Edito de Frank ALÉTRU, Président du Syndicat National d’Apiculture et de l’Association des Apiculteurs professionnels européens (EPBA)
Les apiculteurs travaillent, d’autres les pillent !

Le début de la saison apicole s’est présenté, pour la moitié nord de la France, sous le signe du froid et de la pluie ; quant à la moitié sud, le contraste n’a jamais été aussi prononcé. L’extrême précocité de la sécheresse et des incendies provoque l’inquiétude concernant le potentiel des prochaines miellées, si la pluie n’arrive pas rapidement. Cependant, certaines régions ont eu la chance de réunir les conditions permettant aux colonies de faire une récolte de miel de printemps, disons honorable. Ceci étant, du nord au sud, le travail n’a pas manqué au rucher pour tout mettre en oeuvre afin de pallier le risque de famine engendré par l’absence de miellée, ou pour limiter l’essaimage, ou encore réaliser les premiers élevages de reines et essaims artificiels puis poser des hausses. Les nuits de transhumance vers les champs de colza ou dans les plantations de fruitiers, et pour certains déjà vers les forêts d’acacias, auront fortement réduit les heures de sommeil.

Tandis que les apiculteurs travaillent d’arrache-pied au rucher pour reconstituer leurs colonies mortes, ou développer leur cheptel, d’autres, bien moins courageux et qui ne méritent pas le nom « d’apiculteurs », pillent les ruchers des collègues pour repeupler leurs ruches vides. Une recrudescence des vols s’est enclenchée début mars et s’est accélérée en avril. Les vols de ruches ont fait la Une des médias, suite à la découverte dans le Grand Est d’un rucher composé de 200 ruches volées chez différents apiculteurs. Compte tenu de l’ampleur croissante, la Gendarmerie nationale ne considère plus les vols de ruches comme des faits divers, et mène des enquêtes approfondies, avec succès parfois. Il est donc important de déclarer systématiquement le moindre vol de ruches en gendarmerie, car il n’y a pas de « petit vol » ! Le marquage systématique et personnalisé des ruches ainsi que des cadres, de façon visible et définitive, permettra de pouvoir identifier les ruches, si elles sont retrouvées. Mais surtout à titre préventif, le marquage compliquera fortement leur emploi ou leur revente par les voleurs.

Les conclusions de la vaste enquête européenne sur la fraude dans le marché du miel sont sans appel, avec près de 43% des miels importés suspectés de non-conformité. L’impact de ces escroqueries à l’échelle internationale sème inévitablement le doute chez le consommateur et c’est l’ensemble du marché du miel qui en subit les conséquences, par des cours du miel tirés vers le bas. L’imagination des « bandits » est sans limite, puisque l’on trouve maintenant du miel dit « vegan » sur le marché !

▶ **Travail à réaliser**
1) Reformulez sous forme de liste le paragraphe de l'éditorial qui commence par « Tandis que les apiculteurs travaillent », en conservant ses faits principaux.
2) Poursuivez l'éditorial à partir de sa dernière phrase.
Les lignes ci-après proviennent d'une source distincte.

▶ **Extraits de données**
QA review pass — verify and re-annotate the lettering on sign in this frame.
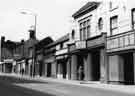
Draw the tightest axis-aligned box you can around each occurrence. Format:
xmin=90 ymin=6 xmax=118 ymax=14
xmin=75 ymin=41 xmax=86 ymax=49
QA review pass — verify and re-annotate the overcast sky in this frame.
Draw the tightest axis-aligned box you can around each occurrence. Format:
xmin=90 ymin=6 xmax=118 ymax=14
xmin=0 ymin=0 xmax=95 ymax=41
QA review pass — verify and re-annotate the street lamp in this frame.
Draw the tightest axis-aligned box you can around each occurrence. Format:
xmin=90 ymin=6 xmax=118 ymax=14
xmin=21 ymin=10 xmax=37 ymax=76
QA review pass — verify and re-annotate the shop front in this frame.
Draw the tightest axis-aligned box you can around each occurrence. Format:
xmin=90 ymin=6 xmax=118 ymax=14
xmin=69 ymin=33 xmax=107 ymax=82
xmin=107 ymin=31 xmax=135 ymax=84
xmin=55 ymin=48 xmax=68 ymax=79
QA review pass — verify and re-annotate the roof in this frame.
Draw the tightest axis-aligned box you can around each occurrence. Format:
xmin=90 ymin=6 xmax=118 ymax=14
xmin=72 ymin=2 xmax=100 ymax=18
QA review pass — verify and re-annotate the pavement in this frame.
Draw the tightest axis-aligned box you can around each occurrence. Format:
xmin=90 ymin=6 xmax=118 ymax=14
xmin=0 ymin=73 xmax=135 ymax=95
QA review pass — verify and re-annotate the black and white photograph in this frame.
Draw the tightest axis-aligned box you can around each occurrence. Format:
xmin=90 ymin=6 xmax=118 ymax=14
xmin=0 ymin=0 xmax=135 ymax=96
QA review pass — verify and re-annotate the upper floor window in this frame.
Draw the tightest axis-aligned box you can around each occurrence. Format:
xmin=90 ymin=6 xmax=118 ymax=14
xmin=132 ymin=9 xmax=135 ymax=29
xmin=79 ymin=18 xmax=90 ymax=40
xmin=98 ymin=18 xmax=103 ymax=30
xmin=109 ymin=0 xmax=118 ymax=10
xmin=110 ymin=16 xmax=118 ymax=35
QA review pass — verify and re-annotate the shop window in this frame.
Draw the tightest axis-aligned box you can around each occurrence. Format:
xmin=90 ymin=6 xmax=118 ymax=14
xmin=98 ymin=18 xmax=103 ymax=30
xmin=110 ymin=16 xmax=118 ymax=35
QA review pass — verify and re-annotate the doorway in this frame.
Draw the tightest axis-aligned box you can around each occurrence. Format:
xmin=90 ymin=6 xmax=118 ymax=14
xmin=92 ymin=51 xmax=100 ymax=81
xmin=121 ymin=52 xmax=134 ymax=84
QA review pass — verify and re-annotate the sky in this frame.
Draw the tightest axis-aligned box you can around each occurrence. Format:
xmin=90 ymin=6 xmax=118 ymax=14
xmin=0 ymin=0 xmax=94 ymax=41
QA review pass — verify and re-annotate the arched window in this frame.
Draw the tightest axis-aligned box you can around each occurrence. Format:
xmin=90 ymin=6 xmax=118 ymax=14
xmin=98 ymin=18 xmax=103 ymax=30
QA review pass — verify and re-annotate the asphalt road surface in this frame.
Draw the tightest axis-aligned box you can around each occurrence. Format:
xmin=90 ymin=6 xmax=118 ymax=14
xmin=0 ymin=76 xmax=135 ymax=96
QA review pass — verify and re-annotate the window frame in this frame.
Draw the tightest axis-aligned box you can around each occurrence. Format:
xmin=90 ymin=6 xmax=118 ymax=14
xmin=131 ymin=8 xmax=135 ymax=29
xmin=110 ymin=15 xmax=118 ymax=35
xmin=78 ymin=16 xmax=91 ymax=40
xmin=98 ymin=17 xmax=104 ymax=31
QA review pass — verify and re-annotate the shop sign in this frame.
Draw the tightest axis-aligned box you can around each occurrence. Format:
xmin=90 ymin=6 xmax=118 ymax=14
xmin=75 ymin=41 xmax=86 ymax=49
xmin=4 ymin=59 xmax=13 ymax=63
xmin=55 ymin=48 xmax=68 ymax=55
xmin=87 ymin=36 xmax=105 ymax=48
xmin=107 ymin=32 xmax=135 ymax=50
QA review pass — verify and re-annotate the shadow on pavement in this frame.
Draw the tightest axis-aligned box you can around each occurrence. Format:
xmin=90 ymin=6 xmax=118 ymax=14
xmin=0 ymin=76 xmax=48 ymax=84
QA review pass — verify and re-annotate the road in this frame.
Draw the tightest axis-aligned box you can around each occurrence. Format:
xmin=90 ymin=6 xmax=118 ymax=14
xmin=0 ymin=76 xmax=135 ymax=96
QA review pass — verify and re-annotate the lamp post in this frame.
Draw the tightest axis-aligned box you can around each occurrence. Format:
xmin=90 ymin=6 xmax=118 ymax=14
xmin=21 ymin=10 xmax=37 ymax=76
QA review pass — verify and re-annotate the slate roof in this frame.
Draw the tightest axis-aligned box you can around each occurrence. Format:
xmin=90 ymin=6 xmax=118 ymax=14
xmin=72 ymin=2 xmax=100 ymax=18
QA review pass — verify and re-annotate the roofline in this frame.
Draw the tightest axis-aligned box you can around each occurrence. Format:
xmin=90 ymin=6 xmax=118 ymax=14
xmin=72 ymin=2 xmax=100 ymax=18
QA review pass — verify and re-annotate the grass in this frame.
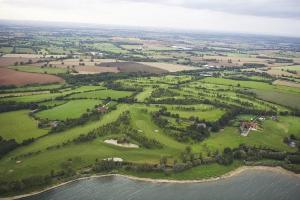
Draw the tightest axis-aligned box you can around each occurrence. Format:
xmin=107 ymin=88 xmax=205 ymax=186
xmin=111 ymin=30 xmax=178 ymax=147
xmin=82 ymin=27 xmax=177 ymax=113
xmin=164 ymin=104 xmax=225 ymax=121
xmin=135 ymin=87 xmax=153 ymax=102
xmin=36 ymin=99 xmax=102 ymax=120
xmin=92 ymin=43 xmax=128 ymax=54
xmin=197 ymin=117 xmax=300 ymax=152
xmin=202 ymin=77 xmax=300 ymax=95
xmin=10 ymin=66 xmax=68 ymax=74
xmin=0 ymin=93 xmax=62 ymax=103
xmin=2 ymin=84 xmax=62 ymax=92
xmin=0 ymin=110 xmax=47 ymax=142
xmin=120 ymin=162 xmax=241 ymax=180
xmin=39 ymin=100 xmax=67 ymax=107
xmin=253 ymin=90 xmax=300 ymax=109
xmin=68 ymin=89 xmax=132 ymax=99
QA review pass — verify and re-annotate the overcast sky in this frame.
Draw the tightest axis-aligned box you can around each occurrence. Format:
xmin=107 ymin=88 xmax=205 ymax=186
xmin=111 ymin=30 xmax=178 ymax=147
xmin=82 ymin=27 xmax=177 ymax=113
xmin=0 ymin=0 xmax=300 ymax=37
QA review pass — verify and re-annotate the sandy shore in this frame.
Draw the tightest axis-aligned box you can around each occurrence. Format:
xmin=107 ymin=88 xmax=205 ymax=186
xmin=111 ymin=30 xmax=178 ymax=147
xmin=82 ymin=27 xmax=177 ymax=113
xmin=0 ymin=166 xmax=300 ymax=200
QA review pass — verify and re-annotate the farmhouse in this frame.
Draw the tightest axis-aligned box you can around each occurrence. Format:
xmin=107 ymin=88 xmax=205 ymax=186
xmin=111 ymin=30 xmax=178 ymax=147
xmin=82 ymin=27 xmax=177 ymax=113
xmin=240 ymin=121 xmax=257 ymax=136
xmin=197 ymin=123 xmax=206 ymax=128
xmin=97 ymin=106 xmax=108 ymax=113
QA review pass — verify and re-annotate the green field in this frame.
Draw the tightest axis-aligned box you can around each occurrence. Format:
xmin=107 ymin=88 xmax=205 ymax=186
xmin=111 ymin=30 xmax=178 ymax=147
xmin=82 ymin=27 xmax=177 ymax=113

▶ **Résultats par tâche**
1)
- Pendant que les apiculteurs reconstituent leurs colonies mortes ou développent leur cheptel, d'autres pillent les ruchers de leurs collègues pour repeupler leurs ruches vides.
- Les vols ont augmenté début mars et se sont accélérés en avril.
- La découverte, dans le Grand Est, d'un rucher de 200 ruches volées chez différents apiculteurs a fait la Une des médias.
- En raison de l'ampleur croissante du phénomène, la Gendarmerie nationale ne considère plus ces vols comme des faits divers et mène des enquêtes approfondies, parfois avec succès.
- Tout vol de ruches, même minime, doit être systématiquement déclaré en gendarmerie.
- Un marquage systématique, personnalisé, visible et définitif des ruches et des cadres permet de les identifier si elles sont retrouvées. Surtout, à titre préventif, il complique fortement leur emploi ou leur revente par les voleurs.

2)
Ces deux catégories d’escrocs « pillent » l’image de marque du miel, en détruisent la notoriété millénaire et sabotent le marché du miel naturel, fruit du travail des abeilles et des apiculteurs. Pour mettre un terme à ces deux types de fraudes, le Syndicat National d’Apiculture et l’EPBA demandent que des méthodes d’analyses des miels standardisées et incontestables soient validées au niveau européen, que la liste des pays d’origine des miels en mélange soit rédigée par ordre décroissant avec les pourcentages, que cette obligation ne se traduise pas par une simple « Directive européenne » trop laxiste, mais plutôt par une « Réglementation européenne » qui s’appliquera obligatoirement dans tous les États membres de l’UE, et pour finir que la législation européenne interdise l’usage commercial du terme « vegan » associé au mot miel, qui lui ne peut provenir qu’exclusivement des abeilles. Sur ces sujets de première importance économique, l’Interprofession est comme pour le reste… inaudible, mais n’a pas oublié de faire prélever sa cotisation par la MSA chez les apiculteurs !

Il existe encore une autre catégorie de pillards, il s’agit des « chasseurs de primes » ou plus exactement les chasseurs de subventions européennes ou des financements dédiés au maintien et si possible au développement de l’apiculture. Leur technique est bien rodée : tout d’abord, leurs complices ont fait en sorte que le poids électoral des syndicats apicoles historiques très largement majoritaires pour leur représentativité des apiculteurs, tels que le SNA et l’UNAF, soit diminué de façon à les rendre systématiquement minoritaires dans les instances telles que FranceAgrimer ou l’Interprofession. Puis, choisir une thématique d’étude dans l’air du temps mais qui ne « fâche » pas, et peu importe si elle répond ou non aux attentes prioritaires des apiculteurs. Il s’agit là de véritables détournements des fonds pour l’apiculture. En effet, les sommes allouées par Bruxelles sont déterminées par le nombre de ruches déclaré par chaque État membre. Sur les douze millions d’euros, moins de cinq millions parviennent réellement en aide directe aux apiculteurs et, bien que toutes les ruches soient prises en compte, tous les apiculteurs n’y ont pas droit !

En mars dernier, le frelon Vespa orientalis découvert à Marseille en 2021 a été classé comme espèce exotique envahissante. Voyons si les ministères concernés ont su tirer les leçons des désastres provoqués par l’expansion non maîtrisée des frelons asiatiques, à moins qu’une nouvelle fois, seuls face à ces nouveaux pillards, les apiculteurs doivent appliquer ce proverbe nigérien « L’union dans le troupeau oblige le lion à se coucher avec la faim » !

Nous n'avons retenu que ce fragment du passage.